== Data records
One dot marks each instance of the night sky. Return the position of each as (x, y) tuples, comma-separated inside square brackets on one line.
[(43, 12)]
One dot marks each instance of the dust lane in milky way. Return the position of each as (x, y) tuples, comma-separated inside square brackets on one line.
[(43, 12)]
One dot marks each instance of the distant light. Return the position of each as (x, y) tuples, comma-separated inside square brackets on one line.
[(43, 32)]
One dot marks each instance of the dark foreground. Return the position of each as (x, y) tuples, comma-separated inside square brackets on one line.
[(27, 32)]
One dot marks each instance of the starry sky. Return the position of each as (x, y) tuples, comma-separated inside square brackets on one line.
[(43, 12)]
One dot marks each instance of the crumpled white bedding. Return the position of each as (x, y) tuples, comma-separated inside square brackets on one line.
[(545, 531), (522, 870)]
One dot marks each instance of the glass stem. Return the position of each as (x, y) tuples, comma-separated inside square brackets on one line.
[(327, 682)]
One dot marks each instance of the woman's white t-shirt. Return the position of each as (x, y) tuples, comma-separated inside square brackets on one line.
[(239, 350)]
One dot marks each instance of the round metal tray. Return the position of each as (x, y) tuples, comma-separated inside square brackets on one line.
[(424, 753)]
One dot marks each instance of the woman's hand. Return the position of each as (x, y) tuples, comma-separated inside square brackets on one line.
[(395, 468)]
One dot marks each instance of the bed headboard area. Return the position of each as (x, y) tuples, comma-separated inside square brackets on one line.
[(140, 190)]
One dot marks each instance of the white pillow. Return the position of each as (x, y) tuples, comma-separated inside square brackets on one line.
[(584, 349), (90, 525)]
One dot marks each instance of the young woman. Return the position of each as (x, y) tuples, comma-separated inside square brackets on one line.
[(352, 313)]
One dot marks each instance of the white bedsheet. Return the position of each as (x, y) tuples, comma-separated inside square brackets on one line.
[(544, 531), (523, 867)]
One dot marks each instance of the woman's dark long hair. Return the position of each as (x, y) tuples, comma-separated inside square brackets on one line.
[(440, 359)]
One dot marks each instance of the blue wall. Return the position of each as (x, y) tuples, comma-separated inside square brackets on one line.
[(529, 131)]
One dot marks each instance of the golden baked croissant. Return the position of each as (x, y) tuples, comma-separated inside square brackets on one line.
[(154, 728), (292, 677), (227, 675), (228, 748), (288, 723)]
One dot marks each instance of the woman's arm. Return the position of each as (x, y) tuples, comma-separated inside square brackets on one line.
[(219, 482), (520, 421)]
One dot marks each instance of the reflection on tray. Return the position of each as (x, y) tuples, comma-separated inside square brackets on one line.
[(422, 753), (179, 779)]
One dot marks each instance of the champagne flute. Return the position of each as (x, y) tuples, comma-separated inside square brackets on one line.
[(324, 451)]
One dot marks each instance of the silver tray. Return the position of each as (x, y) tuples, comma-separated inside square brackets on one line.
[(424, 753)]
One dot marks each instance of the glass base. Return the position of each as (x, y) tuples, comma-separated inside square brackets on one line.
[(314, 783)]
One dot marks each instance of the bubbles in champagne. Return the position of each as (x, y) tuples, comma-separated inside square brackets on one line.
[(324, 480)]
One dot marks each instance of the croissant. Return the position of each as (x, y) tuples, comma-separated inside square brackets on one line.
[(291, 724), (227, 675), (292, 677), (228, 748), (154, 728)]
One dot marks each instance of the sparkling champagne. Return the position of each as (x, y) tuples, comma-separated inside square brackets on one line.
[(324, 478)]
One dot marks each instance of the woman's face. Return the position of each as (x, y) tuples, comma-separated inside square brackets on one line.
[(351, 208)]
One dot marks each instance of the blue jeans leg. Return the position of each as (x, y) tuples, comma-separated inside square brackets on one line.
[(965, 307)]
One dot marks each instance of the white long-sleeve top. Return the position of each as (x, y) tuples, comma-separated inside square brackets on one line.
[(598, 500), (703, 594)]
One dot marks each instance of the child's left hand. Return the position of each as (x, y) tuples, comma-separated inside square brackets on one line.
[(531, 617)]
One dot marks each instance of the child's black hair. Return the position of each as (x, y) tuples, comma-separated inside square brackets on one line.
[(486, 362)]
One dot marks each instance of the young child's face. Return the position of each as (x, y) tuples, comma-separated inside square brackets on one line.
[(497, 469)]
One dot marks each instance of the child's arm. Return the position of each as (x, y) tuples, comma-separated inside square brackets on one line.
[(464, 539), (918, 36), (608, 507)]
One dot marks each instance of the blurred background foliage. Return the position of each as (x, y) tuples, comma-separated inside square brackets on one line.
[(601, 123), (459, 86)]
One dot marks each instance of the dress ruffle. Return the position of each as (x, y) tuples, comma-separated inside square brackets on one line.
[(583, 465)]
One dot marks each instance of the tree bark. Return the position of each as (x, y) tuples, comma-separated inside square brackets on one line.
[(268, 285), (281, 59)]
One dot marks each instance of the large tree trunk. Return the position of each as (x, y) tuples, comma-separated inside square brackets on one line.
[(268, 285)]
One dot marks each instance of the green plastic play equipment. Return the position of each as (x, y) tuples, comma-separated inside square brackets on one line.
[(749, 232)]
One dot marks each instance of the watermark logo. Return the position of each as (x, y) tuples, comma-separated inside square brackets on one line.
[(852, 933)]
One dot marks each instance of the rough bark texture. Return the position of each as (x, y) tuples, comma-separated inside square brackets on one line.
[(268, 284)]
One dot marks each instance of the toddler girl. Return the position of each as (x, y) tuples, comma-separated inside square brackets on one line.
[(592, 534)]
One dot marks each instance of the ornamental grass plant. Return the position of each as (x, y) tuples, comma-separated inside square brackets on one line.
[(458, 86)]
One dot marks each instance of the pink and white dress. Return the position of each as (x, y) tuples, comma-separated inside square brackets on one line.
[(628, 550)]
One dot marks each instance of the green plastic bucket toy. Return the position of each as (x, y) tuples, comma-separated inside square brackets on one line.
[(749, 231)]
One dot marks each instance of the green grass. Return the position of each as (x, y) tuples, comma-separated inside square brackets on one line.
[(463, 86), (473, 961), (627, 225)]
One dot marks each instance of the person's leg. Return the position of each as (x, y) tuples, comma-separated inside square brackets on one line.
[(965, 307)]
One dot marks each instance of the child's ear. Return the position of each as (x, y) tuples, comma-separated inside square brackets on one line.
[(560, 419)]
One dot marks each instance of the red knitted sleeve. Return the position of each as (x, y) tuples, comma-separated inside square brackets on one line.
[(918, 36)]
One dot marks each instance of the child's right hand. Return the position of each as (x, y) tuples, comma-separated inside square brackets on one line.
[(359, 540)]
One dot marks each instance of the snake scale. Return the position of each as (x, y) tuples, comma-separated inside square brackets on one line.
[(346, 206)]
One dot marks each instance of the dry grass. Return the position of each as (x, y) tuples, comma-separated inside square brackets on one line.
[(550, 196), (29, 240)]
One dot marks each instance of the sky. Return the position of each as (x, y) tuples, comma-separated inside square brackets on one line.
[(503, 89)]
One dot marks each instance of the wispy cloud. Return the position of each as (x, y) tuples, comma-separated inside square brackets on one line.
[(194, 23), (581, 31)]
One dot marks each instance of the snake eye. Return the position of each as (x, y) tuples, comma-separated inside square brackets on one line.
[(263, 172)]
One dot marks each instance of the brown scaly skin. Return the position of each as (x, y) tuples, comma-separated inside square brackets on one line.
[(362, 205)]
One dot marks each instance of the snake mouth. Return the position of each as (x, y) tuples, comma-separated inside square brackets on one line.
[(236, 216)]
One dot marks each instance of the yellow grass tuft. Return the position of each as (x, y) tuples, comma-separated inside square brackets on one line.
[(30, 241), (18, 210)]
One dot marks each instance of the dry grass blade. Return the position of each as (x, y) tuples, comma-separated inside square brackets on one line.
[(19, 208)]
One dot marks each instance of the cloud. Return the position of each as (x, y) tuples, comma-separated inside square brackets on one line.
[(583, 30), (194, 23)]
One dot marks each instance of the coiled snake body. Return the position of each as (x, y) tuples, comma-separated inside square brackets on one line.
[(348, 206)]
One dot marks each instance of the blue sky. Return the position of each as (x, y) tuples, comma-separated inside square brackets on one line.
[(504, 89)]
====
● Directive
Please scale the rows from the line with "One dot marks each instance of the tree" up to and including the line with "[(852, 933)]", and write them all out again with their requests. Multiply each coordinate in the answers by 0.55 and round to the nearest whole number, with halves going up.

● Full response
One dot marks each instance of the tree bark. Return the position of each as (x, y) tuples, comma-separated inside square brackets on one line.
[(147, 157), (155, 32)]
One dot marks each instance of the large tree trunk. Return the position of each as (x, y) tuples, comma-separated inside square brackets on one line.
[(147, 157)]
One dot marks each instance of the green plastic play equipment. Return the position of each as (x, y) tuples, comma-separated inside square brackets on one line.
[(412, 128)]
One dot marks each instance of the watermark logo. Return the position of each as (x, y) tuples, comma-separated inside square brackets on one line.
[(469, 513)]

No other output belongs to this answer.